Raw Nutella Truffle Cheesecake

| Dessert, Ice Cream and Candies

This is a rich, creamy, chocolatey, hazelnutty, smooth dessert.  My husband took one bite and said, “It tastes like that stuff inside ferrero rocher chocolates!”  Go ahead…Try it….I promise you won’t be sorry!  The original post can be found here.

Vegan Raw Chocolate Hazelnut CheesecakeIngredients

Crust

  • 1 cup hazelnut meal (You can put hazelnuts into your food processor until they become like flour)
  • ¼ cup + 2 Tablespoons raw cocoa powder
  • 3 Tablespoons agave, maple (or golden syrup if not concerned about sugar content)
  • 1 teaspoon vanilla extract
  • 1 pinch salt
Filling
  • 2 cups raw cashews, soaked and rinsed
  • ¼ cup + 2 Tablespoons hazelnut butter  (Very easy to make it yourself)
  • ½ cup coconut oil, melted
  • ½ cup agave, maple or golden syrup
  • ½ cup cocoa powder
  • ½ cup water
  • ½ teaspoon salt
Chocolate Sauce
  •  cup coconut oil, melted
  • 1 teaspoon vanilla
  • ¼  cup agave or golden syrup
  • ¼ cup cocoa powder
Instructions
Blend all ingredients together in a food processor until it starts to come together. Press the crust into the bottom of a 9 inch silicone pan. Set aside while you making the filling.
In a food processor, blend together cashews, syrup, water and salt. Mix until totally smooth, scraping down the sides of the processor as necessary. Add cocoa powder, hazelnut butter and coconut oil to the cashew mixture and blend them all together, scraping down again, until mixture is uniformly combined.
Pour the filling on top of the crust. Stick the cheesecake in the freezer until solid all the way through. (about 4 hours or overnight)
Once frozen, remove the cheesecake from the pan. If using a silicone mold it will easily pop out.  If using a metal tin, soak a dishcloth in hot water and wrap it around tin base to help loosen cake.  Tip tin upside down again until cake slips out.

**Stored rows**
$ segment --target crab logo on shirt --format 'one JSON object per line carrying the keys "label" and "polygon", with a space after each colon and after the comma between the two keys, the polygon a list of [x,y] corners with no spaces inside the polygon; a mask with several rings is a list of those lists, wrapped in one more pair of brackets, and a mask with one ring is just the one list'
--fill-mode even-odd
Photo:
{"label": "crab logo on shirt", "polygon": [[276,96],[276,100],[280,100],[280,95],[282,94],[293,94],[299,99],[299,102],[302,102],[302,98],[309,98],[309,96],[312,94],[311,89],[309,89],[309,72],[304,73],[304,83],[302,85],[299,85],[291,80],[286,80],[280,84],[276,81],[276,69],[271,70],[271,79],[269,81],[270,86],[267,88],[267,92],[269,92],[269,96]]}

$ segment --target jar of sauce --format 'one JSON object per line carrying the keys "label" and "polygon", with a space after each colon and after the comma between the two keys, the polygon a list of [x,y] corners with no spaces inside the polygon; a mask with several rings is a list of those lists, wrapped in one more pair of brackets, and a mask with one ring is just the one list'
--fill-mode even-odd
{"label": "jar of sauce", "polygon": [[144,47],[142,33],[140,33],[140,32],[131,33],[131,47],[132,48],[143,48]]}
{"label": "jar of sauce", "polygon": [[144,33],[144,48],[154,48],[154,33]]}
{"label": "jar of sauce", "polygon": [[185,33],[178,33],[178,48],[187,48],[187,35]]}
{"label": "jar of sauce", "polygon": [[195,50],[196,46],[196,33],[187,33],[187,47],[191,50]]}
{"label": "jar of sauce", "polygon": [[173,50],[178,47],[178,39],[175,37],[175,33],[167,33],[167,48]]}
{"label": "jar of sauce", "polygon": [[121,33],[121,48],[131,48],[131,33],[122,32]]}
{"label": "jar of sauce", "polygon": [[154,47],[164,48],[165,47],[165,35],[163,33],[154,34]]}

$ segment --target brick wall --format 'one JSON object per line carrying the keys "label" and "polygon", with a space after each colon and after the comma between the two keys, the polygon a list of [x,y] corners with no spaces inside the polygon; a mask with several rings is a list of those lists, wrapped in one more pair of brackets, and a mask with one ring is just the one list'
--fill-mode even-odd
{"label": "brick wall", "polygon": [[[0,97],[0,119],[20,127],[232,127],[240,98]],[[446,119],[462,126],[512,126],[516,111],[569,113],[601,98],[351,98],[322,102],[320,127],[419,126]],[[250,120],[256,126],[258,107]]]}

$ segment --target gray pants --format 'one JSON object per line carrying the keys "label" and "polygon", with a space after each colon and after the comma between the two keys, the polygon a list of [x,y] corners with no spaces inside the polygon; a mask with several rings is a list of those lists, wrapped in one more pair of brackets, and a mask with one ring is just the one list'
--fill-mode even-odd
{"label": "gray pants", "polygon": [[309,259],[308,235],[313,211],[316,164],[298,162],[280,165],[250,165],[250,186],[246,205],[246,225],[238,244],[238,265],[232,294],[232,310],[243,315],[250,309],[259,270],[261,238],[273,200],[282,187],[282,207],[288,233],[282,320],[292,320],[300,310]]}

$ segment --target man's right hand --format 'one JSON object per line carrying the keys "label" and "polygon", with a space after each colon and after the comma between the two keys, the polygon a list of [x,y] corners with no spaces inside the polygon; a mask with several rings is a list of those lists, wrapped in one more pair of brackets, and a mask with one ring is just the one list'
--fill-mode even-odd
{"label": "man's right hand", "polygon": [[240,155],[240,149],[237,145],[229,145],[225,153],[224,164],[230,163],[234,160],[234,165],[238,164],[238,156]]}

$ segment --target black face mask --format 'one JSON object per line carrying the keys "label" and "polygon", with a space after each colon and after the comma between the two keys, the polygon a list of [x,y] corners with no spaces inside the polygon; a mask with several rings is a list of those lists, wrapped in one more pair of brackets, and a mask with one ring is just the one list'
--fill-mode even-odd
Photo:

**To do**
A. Print the part of the cheesecake recipe starting with "This is a rich, creamy, chocolatey, hazelnutty, smooth" and going on through "be found here.".
B. Carry on the cheesecake recipe from its last sentence.
The material after the cheesecake recipe is separate from it.

**Task-by-task results**
A.
This is a rich, creamy, chocolatey, hazelnutty, smooth dessert.  My husband took one bite and said, “It tastes like that stuff inside ferrero rocher chocolates!”  Go ahead…Try it….I promise you won’t be sorry!  The original post can be found here.

B.
Store the cake in the fridge (not freezer) until ready to serve.  Just before serving, make the chocolate sauce by heating the coconut oil until runny and then mixing in the rest of the sauce ingredients.  If the sauce stands for a while in cool weather or if you put it in the fridge, the sauce will thicken into a solid mass.  No worries!  Just zap for a few secs in the microwave to make it runny again.
Slice cake and pour hot sauce over each slice and decorate as desired.  Leftover cake can be refrozen.
Yummm…..
Dr T
2 Comments

2 Comments on Raw Nutella Truffle Cheesecake

  1. Zeenat Kalla-Bray
    August 28, 2014 at 7:14 am (3 years ago)

    Do you roast the hazelnuts before you grind them?

    Reply
    • talitaseegers
      August 28, 2014 at 6:49 pm (3 years ago)

      Yes:) I first roast the hazelnuts in the oven for a few minutes on 200 degrees Celsius (stir every minute to avoid burning). Once they are just slightly browned and fragrant, I remove them from the oven, place them into a damp dish cloth and rub them against each other in the centre of the dish cloth. This friction helps remove most of the skin. Some skin remains attached – don’t stress about that. Then to make the hazelnut flour, you just place some nuts into the food process and process until a fine flour has been formed. To make hazelnut butter, you also just place some roasted nuts into the food processor but once it has reached flour stage, you just keep going until it turns into hazelnut butter:)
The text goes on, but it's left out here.